• What this task involves: Word for word, restate each of the records below.

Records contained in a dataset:

====

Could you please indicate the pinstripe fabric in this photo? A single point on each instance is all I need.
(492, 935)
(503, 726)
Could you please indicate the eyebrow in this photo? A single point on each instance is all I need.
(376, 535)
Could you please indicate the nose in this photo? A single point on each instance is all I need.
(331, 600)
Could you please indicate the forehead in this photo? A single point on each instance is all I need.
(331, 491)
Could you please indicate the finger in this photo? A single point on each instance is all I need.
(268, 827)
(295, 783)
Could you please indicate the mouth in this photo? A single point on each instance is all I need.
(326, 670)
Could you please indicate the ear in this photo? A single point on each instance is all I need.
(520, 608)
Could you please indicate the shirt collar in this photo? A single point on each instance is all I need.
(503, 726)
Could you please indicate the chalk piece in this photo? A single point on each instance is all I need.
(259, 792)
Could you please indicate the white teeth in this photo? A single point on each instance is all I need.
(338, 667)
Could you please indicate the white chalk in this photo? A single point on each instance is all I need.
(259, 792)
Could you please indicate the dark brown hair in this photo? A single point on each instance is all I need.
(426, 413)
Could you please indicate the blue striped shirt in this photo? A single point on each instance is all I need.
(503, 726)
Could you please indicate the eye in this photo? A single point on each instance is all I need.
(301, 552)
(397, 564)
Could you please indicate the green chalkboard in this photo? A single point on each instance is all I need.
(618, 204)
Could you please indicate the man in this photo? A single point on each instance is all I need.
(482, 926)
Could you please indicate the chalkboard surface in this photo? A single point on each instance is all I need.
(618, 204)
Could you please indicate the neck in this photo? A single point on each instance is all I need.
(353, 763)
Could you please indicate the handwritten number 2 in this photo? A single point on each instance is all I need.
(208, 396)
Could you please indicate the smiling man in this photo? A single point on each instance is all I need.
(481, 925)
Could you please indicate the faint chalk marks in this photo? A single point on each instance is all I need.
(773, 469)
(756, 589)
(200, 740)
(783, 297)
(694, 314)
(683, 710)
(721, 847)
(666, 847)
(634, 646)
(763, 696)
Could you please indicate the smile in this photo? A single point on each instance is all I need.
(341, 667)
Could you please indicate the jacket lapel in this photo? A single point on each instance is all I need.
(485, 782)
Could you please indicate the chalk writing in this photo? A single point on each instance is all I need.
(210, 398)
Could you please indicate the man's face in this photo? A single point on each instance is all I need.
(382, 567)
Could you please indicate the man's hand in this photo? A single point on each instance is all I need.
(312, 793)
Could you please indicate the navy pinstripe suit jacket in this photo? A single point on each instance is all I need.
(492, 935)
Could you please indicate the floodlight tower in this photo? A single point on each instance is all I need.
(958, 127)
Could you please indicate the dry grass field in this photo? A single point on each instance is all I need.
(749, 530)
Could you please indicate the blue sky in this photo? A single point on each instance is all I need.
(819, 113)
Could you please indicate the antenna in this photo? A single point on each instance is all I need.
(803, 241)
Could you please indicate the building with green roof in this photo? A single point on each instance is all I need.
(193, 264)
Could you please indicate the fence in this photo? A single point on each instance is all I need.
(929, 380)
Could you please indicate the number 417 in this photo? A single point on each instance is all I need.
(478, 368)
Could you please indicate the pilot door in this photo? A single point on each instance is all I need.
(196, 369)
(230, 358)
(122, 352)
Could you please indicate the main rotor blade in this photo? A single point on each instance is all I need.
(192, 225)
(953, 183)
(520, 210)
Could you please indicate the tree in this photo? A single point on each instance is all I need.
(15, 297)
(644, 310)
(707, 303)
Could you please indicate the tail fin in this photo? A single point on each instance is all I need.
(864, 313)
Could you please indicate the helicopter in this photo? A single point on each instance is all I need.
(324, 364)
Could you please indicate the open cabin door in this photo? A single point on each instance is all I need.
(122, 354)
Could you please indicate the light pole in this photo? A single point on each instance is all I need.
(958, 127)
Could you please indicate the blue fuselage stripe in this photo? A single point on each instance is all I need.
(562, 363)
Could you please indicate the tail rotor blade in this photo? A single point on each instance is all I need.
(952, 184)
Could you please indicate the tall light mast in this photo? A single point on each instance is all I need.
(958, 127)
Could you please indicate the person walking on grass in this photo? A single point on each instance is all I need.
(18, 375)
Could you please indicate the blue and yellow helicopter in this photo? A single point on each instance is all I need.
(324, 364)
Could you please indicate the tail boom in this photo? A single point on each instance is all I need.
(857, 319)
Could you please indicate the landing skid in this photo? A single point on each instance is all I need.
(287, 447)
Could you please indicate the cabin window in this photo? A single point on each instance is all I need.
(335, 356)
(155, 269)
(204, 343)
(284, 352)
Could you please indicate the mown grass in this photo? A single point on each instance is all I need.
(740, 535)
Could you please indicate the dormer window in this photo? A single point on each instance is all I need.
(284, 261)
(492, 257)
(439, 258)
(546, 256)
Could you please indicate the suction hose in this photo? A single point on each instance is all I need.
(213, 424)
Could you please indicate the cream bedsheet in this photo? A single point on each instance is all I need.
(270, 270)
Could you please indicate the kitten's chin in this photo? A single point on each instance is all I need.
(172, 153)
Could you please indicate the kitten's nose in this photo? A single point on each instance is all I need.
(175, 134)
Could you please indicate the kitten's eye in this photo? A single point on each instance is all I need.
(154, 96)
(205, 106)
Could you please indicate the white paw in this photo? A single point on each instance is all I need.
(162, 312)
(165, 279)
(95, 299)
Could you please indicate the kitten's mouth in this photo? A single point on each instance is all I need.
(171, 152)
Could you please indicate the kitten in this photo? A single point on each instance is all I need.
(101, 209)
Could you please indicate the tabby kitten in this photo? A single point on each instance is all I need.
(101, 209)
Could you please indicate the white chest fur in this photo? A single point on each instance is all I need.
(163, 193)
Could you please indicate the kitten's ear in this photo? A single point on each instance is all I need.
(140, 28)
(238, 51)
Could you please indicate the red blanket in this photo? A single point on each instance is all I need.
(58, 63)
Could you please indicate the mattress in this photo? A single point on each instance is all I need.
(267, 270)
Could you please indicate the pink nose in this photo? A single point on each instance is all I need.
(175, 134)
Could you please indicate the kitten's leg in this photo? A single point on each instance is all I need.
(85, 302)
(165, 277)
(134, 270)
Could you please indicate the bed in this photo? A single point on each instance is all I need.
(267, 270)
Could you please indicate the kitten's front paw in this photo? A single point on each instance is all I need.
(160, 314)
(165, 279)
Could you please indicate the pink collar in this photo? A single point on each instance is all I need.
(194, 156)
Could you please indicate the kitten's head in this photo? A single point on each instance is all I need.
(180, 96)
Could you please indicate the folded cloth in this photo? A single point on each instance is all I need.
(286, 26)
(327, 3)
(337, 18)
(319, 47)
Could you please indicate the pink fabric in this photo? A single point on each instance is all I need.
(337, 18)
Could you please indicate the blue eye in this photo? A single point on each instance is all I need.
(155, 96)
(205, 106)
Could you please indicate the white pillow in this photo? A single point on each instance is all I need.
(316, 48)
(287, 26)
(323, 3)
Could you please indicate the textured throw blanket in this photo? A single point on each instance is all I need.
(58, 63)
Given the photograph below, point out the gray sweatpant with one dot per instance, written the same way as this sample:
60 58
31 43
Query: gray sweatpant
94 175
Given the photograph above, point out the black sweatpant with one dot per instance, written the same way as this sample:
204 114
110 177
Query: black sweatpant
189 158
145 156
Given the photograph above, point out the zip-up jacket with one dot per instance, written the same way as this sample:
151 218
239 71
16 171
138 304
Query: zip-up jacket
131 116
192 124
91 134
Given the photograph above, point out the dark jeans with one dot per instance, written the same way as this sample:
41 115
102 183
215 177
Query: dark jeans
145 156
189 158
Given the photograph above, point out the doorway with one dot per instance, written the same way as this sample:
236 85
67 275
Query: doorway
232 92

====

• Expected answer:
Could you please indicate the pinstripe fabric in this photo? A single point on each instance is all I need.
(492, 935)
(503, 726)
Could you please indicate the eyebrow in this photo? A single point on each instance is all I need.
(376, 535)
Could you please indicate the nose in this photo? A single point on each instance is all I need.
(331, 600)
Could you please indicate the forehead in this photo? A single point on each instance is all I need.
(331, 491)
Could you please indicate the finger in this photo? A single point on each instance is all I need.
(268, 827)
(295, 783)
Could you please indicate the mouth in this photo? A single point on each instance is all I need.
(326, 670)
Could you please indicate the ear in this photo? A single point on each instance is all I need.
(520, 608)
Could you please indicate the shirt collar in this photo? A single point on each instance is all I need.
(503, 726)
Could you please indicate the chalk piece in this photo? A single point on each instance is all I need.
(259, 792)
Could you please indicate the white teeth in this photo? A single point on each instance is all I need.
(338, 667)
Could you please indicate the white chalk in this photo? A single point on each instance is all I need.
(259, 792)
Could you please indicate the dark brown hair in this photo? A single point on each instance is all I need.
(426, 413)
Could you please indicate the blue striped shirt in this photo? A single point on each instance is all I need.
(503, 726)
Could you please indicate the eye in this photo? A single point on each instance is all I need.
(301, 552)
(397, 564)
Could you please indicate the green chalkboard in this photo? A single point on each instance is all I need.
(618, 204)
Could you please indicate the man in this photo? A single point on each instance is all I need.
(482, 926)
Could you please indicate the chalkboard surface in this photo? A single point on each instance is all I need.
(618, 204)
Could you please indicate the neck in this photo? A single point on each instance is all I need.
(353, 763)
Could you please indicate the handwritten number 2 in this photo? A single point on each instance is all I need.
(208, 396)
Could you please indicate the smiling man in this photo? A single point on each instance is all I need.
(481, 925)
Could you please indicate the faint chalk marks in this photo? A single point on each instance is all I need.
(773, 469)
(756, 589)
(200, 740)
(783, 297)
(694, 314)
(683, 710)
(721, 847)
(666, 847)
(634, 646)
(763, 696)
Could you please indicate the smile in this photo? A single point on each instance is all I need.
(341, 667)
Could you please indicate the jacket lapel in this photo? A single point on each instance is all I need.
(485, 782)
Could you please indicate the chalk writing in this photo? A single point on each instance is all I need.
(210, 398)
Could you please indicate the man's face in this photo? A single point on each instance is all I need.
(382, 567)
Could you please indicate the man's hand in this photo? A single point on each instance is all I need.
(312, 793)
Could you please indicate the navy pinstripe suit jacket in this photo? A single point on each instance is all I need.
(492, 935)
Could you please indicate the floodlight tower in this photo? A single point on each instance is all I need.
(958, 127)
Could you please indicate the dry grass field in this photo? A single point on each instance is all I need.
(749, 530)
Could you please indicate the blue sky in this photo? A single point on each instance is all I need.
(819, 113)
Could you please indicate the antenna in this photo? A single point on each instance is all I need.
(803, 241)
Could you please indicate the building with green roof in this photo? A single point on each instance is all I need.
(193, 264)
Could you please indicate the fence in this photo? A single point on each instance is all I need.
(929, 380)
Could you please indicate the number 417 in this photo? A single point on each instance is all I need.
(478, 368)
Could you please indicate the pilot door in this photo? A single point on each instance is all I need.
(196, 369)
(230, 358)
(122, 352)
Could you please indicate the main rotor blade in this photo? A single point on each instance is all I need.
(192, 225)
(953, 183)
(520, 210)
Could you please indicate the tree in this photo? A single point on each instance is all I need.
(15, 297)
(644, 310)
(707, 303)
Could you please indicate the tail fin in this photo? A single point on each instance is all I need.
(864, 313)
Could you please indicate the helicopter in this photo? A single point on each instance is all I need.
(324, 364)
Could you please indicate the open cabin door in this photo? A single point on each instance is all I need.
(122, 354)
Could you please indicate the light pole in this photo? A single point on each instance is all I need.
(958, 127)
Could you please indicate the blue fuselage stripe in this photo? A single point on each instance is all I need.
(562, 363)
Could you please indicate the tail rotor blade in this photo? A single point on each instance is all I need.
(952, 184)
Could you please indicate the tall light mast in this photo? A single point on each instance is all I need.
(958, 127)
Could you please indicate the person walking on grass in this photo? A single point on each instance is all I need.
(18, 375)
Could you please indicate the blue and yellow helicopter in this photo? A single point on each instance is all I need.
(324, 364)
Could you please indicate the tail boom in this photo? A single point on each instance is all I need.
(857, 319)
Could you please indicate the landing skid in this photo? A single point on each instance is all I need.
(287, 447)
Could you please indicate the cabin window in this photo? A single point on each instance is all I need.
(335, 356)
(155, 269)
(204, 343)
(284, 352)
Could you please indicate the mown grass in this photo? A single point on each instance is all I need.
(740, 535)
Could you please indicate the dormer window in this photo? A single point on each instance is all I need.
(284, 261)
(492, 257)
(439, 258)
(546, 256)
Could you please indicate the suction hose in this photo? A single point on each instance is all I need.
(213, 424)
Could you please indicate the cream bedsheet in this photo? A single point on each instance is all I need.
(270, 270)
Could you please indicate the kitten's chin in this photo? A single point on each instance is all I need.
(172, 153)
Could you please indicate the kitten's nose in this photo? A single point on each instance is all I need.
(175, 134)
Could you please indicate the kitten's eye in this photo? A single point on each instance is all I need.
(154, 96)
(205, 106)
Could you please indicate the white paw in this photo? A single point on each instance is all I need.
(162, 312)
(165, 279)
(95, 299)
Could you please indicate the kitten's mouth in this photo? A single point on each instance is all I need.
(171, 152)
Could you please indicate the kitten in this photo? A single point on each instance is all I need.
(101, 209)
Could you please indicate the tabby kitten in this photo? A single point on each instance is all I need.
(101, 209)
Could you please indicate the white chest fur in this photo? A single point on each instance is all I need.
(163, 193)
Could you please indicate the kitten's ear in this photo? A single point on each instance is all I need.
(140, 28)
(238, 51)
Could you please indicate the red blanket in this photo? A single point on each instance is all I need.
(58, 63)
Could you please indicate the mattress in this photo? A single point on each instance is all I need.
(267, 270)
Could you please indicate the pink nose in this photo? A single point on each instance is all I need.
(175, 134)
Could you please indicate the kitten's leg in this photo? A single point on each instance is all I need.
(85, 302)
(165, 277)
(134, 270)
Could you please indicate the bed in this photo? A single point on each instance is all I need.
(267, 270)
Could you please indicate the kitten's front paw in this photo? A single point on each instance is all I need.
(160, 314)
(165, 279)
Could you please indicate the pink collar in this photo? A single point on each instance is all I need.
(194, 156)
Could you please indicate the kitten's head in this photo? A single point on each instance is all I need.
(180, 96)
Could you please indicate the folded cloth in this photo? A single point on each instance is all I need.
(286, 26)
(327, 3)
(337, 18)
(319, 47)
Could you please indicate the pink fabric in this photo? A single point on each instance is all I need.
(337, 18)
Could you please indicate the blue eye in this photo? A single point on each instance is all I need.
(155, 96)
(205, 106)
Could you please indicate the white pillow in this photo? A single point on each instance is all I need.
(316, 48)
(287, 26)
(323, 3)
Could you please indicate the textured throw blanket in this photo? A single point on each instance is all I need.
(58, 63)
Given the photograph below, point out the gray sweatpant with one dot per instance, written the same way as this sample:
60 58
31 43
Query: gray sweatpant
94 175
Given the photograph above, point out the black sweatpant with one dot per instance, written the same way as this sample:
204 114
110 177
Query: black sweatpant
189 158
145 156
Given the photograph above, point out the zip-up jacket with one dot per instance, written the same way as this sample:
151 218
239 71
16 171
138 304
Query: zip-up jacket
131 116
192 124
91 134
Given the photograph above, point out the dark jeans with one dot per instance, written the same way as this sample:
41 115
102 183
215 177
Query: dark jeans
145 156
189 158
Given the photograph above, point out the doorway with one dot per instance, written the same way as this sample:
236 85
67 275
Query: doorway
232 92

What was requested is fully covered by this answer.